* SHORT EXERCISE: Show each line below that contains the string "black", copying every such line in full. Case counts.

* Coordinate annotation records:
- - - -

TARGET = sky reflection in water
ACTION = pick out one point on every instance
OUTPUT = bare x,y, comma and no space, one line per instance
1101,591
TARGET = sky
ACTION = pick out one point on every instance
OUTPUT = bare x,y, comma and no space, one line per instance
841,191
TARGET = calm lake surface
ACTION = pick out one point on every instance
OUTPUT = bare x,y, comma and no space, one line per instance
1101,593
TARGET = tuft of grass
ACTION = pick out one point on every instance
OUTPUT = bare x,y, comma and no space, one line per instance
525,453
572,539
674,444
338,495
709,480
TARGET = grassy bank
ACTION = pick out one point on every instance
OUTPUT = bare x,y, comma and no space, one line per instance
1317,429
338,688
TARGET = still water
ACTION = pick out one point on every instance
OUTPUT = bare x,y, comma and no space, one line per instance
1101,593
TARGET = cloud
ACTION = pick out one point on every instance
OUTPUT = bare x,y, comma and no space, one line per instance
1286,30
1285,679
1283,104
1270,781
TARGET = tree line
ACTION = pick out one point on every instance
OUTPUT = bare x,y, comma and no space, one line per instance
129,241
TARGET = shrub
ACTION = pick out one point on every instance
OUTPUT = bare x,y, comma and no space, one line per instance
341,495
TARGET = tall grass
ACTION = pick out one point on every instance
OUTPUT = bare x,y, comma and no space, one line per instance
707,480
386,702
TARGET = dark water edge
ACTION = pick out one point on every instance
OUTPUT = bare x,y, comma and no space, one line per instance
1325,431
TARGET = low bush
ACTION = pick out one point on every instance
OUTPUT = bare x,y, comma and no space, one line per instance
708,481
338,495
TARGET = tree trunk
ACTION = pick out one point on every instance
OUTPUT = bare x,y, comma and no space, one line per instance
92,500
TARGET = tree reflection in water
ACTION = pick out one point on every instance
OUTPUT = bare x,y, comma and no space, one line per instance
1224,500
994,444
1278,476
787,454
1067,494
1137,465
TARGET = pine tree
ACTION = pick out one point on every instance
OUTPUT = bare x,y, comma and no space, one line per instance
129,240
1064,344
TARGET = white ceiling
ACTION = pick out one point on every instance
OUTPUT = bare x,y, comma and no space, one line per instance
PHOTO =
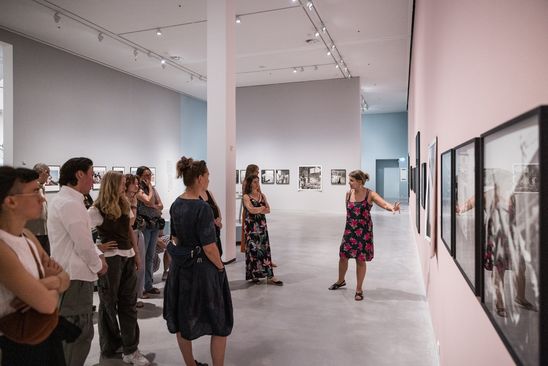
372,36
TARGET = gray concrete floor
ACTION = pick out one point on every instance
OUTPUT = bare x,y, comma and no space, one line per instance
302,323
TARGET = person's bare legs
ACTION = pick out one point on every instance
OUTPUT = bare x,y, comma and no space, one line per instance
186,349
360,274
343,267
218,346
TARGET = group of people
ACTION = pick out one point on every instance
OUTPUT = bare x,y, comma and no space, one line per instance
127,217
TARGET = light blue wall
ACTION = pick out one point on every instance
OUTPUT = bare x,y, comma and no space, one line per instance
384,136
193,127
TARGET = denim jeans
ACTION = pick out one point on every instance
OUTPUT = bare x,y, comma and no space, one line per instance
151,236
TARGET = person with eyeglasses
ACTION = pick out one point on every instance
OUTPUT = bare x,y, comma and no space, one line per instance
28,276
39,226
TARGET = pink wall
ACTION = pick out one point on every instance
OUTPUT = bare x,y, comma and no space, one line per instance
476,64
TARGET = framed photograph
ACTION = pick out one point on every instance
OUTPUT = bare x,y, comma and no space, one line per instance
153,176
267,176
514,234
282,176
447,212
310,178
98,173
466,211
52,184
338,176
417,181
423,185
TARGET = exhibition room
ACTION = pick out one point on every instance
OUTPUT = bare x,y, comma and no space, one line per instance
328,127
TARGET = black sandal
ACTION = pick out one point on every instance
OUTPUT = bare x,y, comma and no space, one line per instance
337,285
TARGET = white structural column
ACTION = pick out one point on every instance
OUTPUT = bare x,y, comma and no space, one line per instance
221,115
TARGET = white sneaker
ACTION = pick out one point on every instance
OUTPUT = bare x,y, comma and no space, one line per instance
136,358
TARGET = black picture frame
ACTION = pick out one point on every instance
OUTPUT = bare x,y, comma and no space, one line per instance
338,177
514,275
417,180
447,200
466,188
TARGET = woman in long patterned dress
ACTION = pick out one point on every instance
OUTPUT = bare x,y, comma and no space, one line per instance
357,241
258,261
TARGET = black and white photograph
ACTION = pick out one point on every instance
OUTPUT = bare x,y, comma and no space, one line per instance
511,244
431,196
98,174
446,204
338,176
52,184
282,176
526,178
310,178
465,211
267,176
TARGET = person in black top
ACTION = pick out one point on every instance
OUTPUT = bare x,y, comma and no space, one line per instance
197,298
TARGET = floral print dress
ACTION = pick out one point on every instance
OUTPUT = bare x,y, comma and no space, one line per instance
357,241
258,262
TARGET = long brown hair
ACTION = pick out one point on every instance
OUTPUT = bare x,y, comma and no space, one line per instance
110,201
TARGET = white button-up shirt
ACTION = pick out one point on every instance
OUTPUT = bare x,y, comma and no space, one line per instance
69,231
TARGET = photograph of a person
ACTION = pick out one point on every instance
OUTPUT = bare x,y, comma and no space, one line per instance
267,176
338,176
98,174
282,176
310,178
52,183
512,235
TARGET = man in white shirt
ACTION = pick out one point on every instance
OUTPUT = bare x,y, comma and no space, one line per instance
72,246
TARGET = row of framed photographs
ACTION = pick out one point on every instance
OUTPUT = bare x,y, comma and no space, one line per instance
493,204
310,177
52,184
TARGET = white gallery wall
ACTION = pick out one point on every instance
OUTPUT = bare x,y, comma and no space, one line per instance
66,106
284,126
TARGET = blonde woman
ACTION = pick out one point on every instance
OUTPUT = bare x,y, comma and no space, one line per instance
357,240
22,263
111,214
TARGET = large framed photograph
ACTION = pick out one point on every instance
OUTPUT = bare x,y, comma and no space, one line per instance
338,176
282,176
267,176
417,181
52,184
514,234
466,211
447,203
310,178
98,174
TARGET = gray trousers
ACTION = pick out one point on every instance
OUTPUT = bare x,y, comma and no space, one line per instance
77,307
117,312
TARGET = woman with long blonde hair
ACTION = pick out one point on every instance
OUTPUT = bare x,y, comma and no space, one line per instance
111,215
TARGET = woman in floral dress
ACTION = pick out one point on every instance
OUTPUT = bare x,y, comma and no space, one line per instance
357,240
258,262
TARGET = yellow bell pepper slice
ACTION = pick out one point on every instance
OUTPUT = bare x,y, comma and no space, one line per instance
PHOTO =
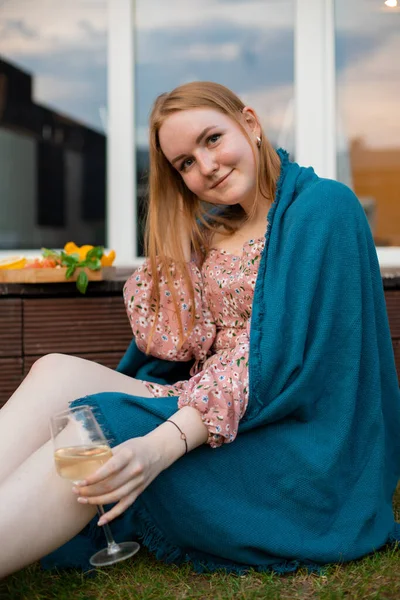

- - - -

* SOLUTION TO THIS TASK:
TARGET = black sandal
TARGET = black picture frame
TARGET = black and white photograph
TARGET = person in black top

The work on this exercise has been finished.